Surges and drops are the same problem
It can feel contradictory to be told your pressure is too high one day and too low the next. It is not a contradiction. Both come from the same loss of control. In the surging, hyperadrenergic pattern, excess catecholamines, the body's own adrenaline-like signals, push pressure and heart rate up in episodes.5 In the dropping, orthostatic pattern, the system fails to defend pressure when you stand. The same broken buffer can do both, sometimes in the same person on the same day. A high reading and a low reading are not two diseases. They are two faces of one dysregulated control system.
How it is measured
This is the part that matters most for getting taken seriously. A single blood-pressure reading in a clinic is a snapshot, and snapshots miss swings by design. The pattern shows up when pressure is recorded across a full day with 24-hour ambulatory blood-pressure monitoring, or simply with a home cuff used several times a day with the time, your position, and your symptoms noted.2 A NASA lean or tilt test and an autonomic symptom questionnaire add the wider autonomic picture. If your numbers look fine in the office but feel wild at home, you are not wrong, and the day-long record is how you show it.
reference standard well-founded single office reading misses it
What we don't know
Honest about the edges of the evidence. These are open questions, not settled answers.

YOUR TASK
Continue the passage on blood-pressure surges and drops, picking up directly after its final sentence. The listing below is independent material with no connection to the passage above.

[Natural-language descriptions of regions]
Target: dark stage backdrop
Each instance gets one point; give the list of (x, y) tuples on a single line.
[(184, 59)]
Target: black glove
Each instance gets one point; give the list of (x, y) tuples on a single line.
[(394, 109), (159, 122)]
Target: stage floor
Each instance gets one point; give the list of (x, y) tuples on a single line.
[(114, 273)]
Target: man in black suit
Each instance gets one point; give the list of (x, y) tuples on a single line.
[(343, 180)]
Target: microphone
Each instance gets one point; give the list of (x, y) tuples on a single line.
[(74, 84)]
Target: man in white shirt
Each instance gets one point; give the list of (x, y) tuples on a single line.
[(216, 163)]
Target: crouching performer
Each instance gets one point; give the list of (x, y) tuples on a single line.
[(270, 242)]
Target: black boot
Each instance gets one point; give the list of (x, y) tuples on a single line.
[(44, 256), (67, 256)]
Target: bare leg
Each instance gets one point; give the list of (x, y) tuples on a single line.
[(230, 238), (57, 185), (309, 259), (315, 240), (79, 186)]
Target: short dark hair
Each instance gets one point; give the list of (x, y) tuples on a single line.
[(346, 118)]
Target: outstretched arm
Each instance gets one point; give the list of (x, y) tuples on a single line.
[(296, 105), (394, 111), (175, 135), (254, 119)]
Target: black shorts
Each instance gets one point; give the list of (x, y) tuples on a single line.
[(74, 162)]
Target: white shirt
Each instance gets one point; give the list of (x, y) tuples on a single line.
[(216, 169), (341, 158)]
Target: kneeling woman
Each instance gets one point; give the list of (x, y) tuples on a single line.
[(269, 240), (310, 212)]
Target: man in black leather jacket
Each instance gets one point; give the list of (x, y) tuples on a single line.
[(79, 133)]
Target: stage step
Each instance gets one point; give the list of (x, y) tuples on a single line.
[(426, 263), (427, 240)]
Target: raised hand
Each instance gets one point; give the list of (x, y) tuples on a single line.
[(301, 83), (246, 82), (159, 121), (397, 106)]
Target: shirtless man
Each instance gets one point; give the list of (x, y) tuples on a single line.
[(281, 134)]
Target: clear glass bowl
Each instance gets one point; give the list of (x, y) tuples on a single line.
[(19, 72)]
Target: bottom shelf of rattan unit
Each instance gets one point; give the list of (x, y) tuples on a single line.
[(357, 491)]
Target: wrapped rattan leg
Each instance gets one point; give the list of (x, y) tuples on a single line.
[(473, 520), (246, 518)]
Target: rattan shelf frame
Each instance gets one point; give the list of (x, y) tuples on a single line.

ANSWER TO THIS PROBLEM
- Whether the swings are driven mainly by baroreflex failure, by the adrenergic and angiotensin-receptor autoantibodies, or by a mix, and how that balance differs from person to person.
- Whether stabilizing the swings with specific treatments changes long-term outcomes, since the evidence is still mostly case reports and small series.
- How often labile blood pressure after COVID settles on its own, and over what timeframe.
- Whether the receptor autoantibodies cause the swings or are a marker that travels alongside them.
- Why the same autonomic disruption produces surging, hyperadrenergic pressure in some people and dropping, orthostatic pressure in others.
- Whether the monitoring thresholds designed for ordinary high blood pressure are the right way to capture this kind of variability at all.
What this means for you
If your blood pressure swings, the first useful thing to know is that it is physical. It can set off anxiety, and the anxiety is real, but the swings are not produced by it. The second useful thing is that you can make the invisible visible. A home log kept over several days, with each reading timed and tagged to what you were doing and how you felt, turns a symptom that sounds vague into a pattern you and a clinician can see together.
This is worth raising with a clinician rather than riding out alone, for two reasons. Sudden pressure surges occasionally matter in their own right, and several of the things that drive this, the autonomic substrate, fluid and salt balance, and specific medications, can be worked on. You are not imagining it, and you are not without options.
References
Every reference is free to read in full.
- Clinical characterization of dysautonomia in long COVID-19. Scientific Reports, 2021.
- Parasympathetic and sympathetic autonomic dysfunction in long-COVID, including 24-hour ambulatory blood-pressure monitoring. 2023.
- Functional autoantibodies targeting G-protein-coupled receptors and their clinical phenotype in long-COVID. 2025.
- Wallukat G, et al. Functional autoantibodies against G-protein-coupled receptors in persistent long-COVID. Journal of Translational Autoimmunity, 2021.
- Impaired vagal activity in long-COVID-19 patients. 2022.